◆ TASKS:
a: Rewrite the support-call transcription text. Begin at the words "Introduction" and stop after "Retrieval-Augmented Generation (RAG)?.", putting "treasure trove" in place of "goldmine".
b: Write the next part of the support-call transcription text, starting after its last sentence.

◆ PAGE TEXT:
** BEGIN **

Introduction
Every support call your team handles is a small goldmine. A customer describes a real-world problem in plain language, an agent troubleshoots it live, and a resolution emerges. Then the call ends, and most of that knowledge evaporates. At best it survives as a few terse lines in a ticket; at worst, it is gone the moment the headset comes off. What if every call automatically became a clean, timestamped, speaker-separated transcript, written straight into Oracle Autonomous Database (ATP), ready to power semantic search or ground an OCI Generative AI Agent for Retrieval-Augmented Generation (RAG)?.
This is where Oracle Integration (OIC) earns its keep. OIC is the engine that makes the whole thing effortless: it takes a recording sitting in object storage, hands it to OCI AI Speech to convert speech into text, waits for the transcription to finish, retrieves and decodes the result, and lands a clean transcript in ATP, end to end, in one low-code flow. No functions to deploy, no servers to manage, no glue code to maintain. You build it once, visually, in the OIC canvas, and every call from then on transcribes and stores itself.

** END **

◆ RECORD SET:
** BEGIN **

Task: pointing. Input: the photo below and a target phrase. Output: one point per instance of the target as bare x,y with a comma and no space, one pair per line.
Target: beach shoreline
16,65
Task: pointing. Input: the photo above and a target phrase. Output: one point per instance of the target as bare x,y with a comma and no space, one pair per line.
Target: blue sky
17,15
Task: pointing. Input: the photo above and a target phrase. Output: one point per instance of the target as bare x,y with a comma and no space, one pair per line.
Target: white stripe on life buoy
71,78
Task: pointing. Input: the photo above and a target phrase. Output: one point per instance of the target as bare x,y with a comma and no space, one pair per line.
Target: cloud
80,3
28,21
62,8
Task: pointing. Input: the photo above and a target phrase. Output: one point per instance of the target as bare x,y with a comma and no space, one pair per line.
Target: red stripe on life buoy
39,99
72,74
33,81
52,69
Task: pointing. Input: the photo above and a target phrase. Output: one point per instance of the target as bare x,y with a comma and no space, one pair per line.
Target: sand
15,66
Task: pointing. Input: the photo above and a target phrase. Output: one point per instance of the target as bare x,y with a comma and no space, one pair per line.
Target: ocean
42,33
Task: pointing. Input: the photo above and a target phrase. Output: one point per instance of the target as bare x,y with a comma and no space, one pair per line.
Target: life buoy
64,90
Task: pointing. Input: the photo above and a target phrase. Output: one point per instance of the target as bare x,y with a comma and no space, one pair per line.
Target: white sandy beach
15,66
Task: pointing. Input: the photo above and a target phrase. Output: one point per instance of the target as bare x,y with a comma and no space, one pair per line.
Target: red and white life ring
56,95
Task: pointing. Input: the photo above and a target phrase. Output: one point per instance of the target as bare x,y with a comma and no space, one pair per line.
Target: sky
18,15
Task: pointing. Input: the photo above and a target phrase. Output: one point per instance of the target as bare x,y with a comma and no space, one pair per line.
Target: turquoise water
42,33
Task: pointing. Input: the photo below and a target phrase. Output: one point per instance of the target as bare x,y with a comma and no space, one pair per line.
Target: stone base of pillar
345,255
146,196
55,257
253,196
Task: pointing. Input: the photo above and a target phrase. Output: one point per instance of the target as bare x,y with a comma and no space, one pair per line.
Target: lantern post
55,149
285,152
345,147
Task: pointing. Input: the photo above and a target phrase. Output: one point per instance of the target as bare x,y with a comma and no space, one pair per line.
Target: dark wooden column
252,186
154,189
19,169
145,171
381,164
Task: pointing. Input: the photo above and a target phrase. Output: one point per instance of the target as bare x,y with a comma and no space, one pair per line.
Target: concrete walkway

** END **
** BEGIN **

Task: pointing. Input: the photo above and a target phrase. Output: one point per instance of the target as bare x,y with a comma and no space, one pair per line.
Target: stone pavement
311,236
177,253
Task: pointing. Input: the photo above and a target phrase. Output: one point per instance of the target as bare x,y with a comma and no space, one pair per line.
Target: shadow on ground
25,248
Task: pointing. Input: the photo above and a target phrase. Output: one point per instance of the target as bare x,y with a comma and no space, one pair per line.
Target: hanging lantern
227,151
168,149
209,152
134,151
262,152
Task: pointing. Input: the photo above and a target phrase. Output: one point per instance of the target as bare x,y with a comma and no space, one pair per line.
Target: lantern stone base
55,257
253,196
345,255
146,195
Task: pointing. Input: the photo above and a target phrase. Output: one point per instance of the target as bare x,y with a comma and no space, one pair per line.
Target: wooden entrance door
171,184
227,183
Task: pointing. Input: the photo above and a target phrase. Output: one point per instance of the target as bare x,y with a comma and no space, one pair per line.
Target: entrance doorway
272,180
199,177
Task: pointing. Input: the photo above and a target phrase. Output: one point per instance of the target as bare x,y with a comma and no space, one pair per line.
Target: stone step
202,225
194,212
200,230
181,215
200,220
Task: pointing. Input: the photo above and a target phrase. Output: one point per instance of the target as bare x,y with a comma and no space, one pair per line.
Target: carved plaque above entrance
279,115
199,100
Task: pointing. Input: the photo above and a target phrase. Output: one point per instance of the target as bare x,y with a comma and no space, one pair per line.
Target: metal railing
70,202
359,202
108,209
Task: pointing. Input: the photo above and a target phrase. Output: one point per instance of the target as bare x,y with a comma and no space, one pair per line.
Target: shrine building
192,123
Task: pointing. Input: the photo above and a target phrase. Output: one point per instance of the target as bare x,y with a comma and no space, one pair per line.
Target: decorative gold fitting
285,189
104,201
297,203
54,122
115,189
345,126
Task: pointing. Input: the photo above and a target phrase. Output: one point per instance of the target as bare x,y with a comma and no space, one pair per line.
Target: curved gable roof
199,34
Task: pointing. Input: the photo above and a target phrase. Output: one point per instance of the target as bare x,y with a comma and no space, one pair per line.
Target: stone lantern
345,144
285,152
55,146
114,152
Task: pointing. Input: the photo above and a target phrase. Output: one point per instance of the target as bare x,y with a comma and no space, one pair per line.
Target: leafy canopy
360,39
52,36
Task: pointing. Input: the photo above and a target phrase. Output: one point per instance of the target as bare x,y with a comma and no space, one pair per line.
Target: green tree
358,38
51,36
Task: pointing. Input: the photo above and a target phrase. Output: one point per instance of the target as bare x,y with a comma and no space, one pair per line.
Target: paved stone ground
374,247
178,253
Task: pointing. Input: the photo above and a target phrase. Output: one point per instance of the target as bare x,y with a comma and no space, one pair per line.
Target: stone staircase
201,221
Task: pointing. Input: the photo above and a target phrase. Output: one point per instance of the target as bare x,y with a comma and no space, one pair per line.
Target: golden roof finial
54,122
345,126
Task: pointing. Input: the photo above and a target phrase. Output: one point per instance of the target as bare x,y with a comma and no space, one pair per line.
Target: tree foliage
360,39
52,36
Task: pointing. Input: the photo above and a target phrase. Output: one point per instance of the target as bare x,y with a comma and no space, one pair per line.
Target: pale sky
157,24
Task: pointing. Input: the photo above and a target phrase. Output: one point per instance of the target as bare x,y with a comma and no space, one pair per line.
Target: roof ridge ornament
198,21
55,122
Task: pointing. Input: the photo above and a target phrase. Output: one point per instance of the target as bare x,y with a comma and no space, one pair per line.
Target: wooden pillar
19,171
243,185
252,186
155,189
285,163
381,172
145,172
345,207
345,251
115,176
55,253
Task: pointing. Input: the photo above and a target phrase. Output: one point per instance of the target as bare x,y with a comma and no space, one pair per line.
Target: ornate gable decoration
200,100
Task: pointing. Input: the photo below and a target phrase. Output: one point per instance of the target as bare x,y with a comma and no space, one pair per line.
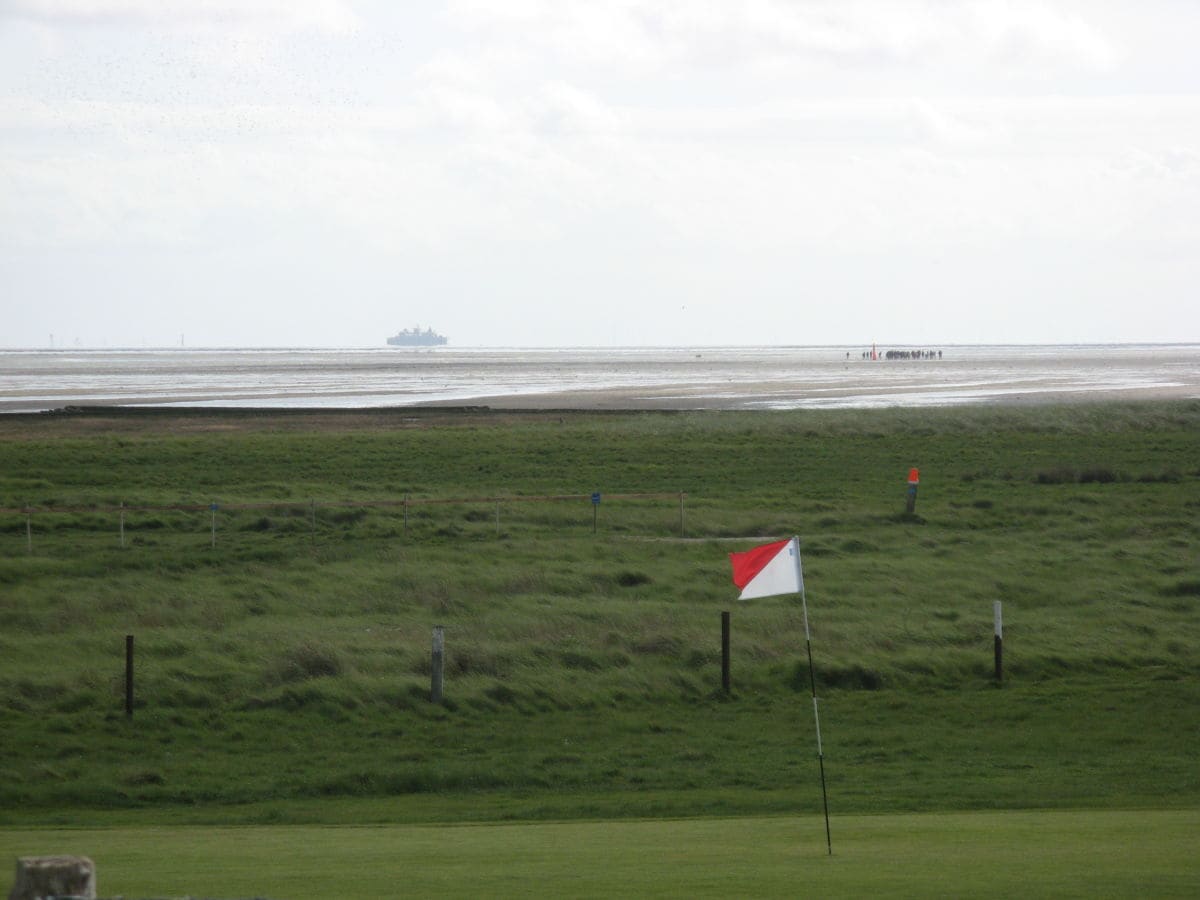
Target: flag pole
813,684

** END **

◆ ANSWERS PROVIDED:
a:
Introduction
Every support call your team handles is a small treasure trove. A customer describes a real-world problem in plain language, an agent troubleshoots it live, and a resolution emerges. Then the call ends, and most of that knowledge evaporates. At best it survives as a few terse lines in a ticket; at worst, it is gone the moment the headset comes off. What if every call automatically became a clean, timestamped, speaker-separated transcript, written straight into Oracle Autonomous Database (ATP), ready to power semantic search or ground an OCI Generative AI Agent for Retrieval-Augmented Generation (RAG)?.

b:
That is the Voice-to-Service pattern: OIC orchestrates the entire flow using its embedded actions for OCI AI Speech and OCI Object Storage, alongside adapters such as the ATP Database Adapter. Building on the same agentic foundations described in the Agentic AI in Oracle Integration and OIC Knowledge Base blogs, Voice-to-Service shows how a single OIC integration turns raw audio into a living, self-updating knowledge layer for your support organization.
In this blog, we walk through the Voice-to-Service use case end-to-end, showing how OIC drives every step, from an audio file landing in Object Storage to a transcript stored in ATP, ready for future use by AI Agents.
Architecture Overview
At the center of this architecture sits Oracle Integration. A single Oracle Integration flow is the brain and the muscle. As soon as a new recording lands in Object Storage, an event triggers the integration. From there, OIC does everything: it calls OCI AI Speech to convert speech to text, polls the job until it completes, downloads and decodes the JSON transcript, and inserts the clean text into ATP. Every arrow in the diagram starts at OIC — there are no functions, no microservices, and no custom runtime to manage, just a single low-code integration handling the whole job.
The three services OIC drives:
- OCI Object Storage — the landing zone OIC reads from. The call recording (
.m4a,.mp3, and similar) is uploaded here, and AI Speech writes its JSON transcript back here for OIC to pick up. - OCI AI Speech — the managed speech-to-text engine OIC invokes. It applies automatic speech recognition with optional speaker diarization and returns a structured transcript. OIC tells it what to transcribe and where to put the result.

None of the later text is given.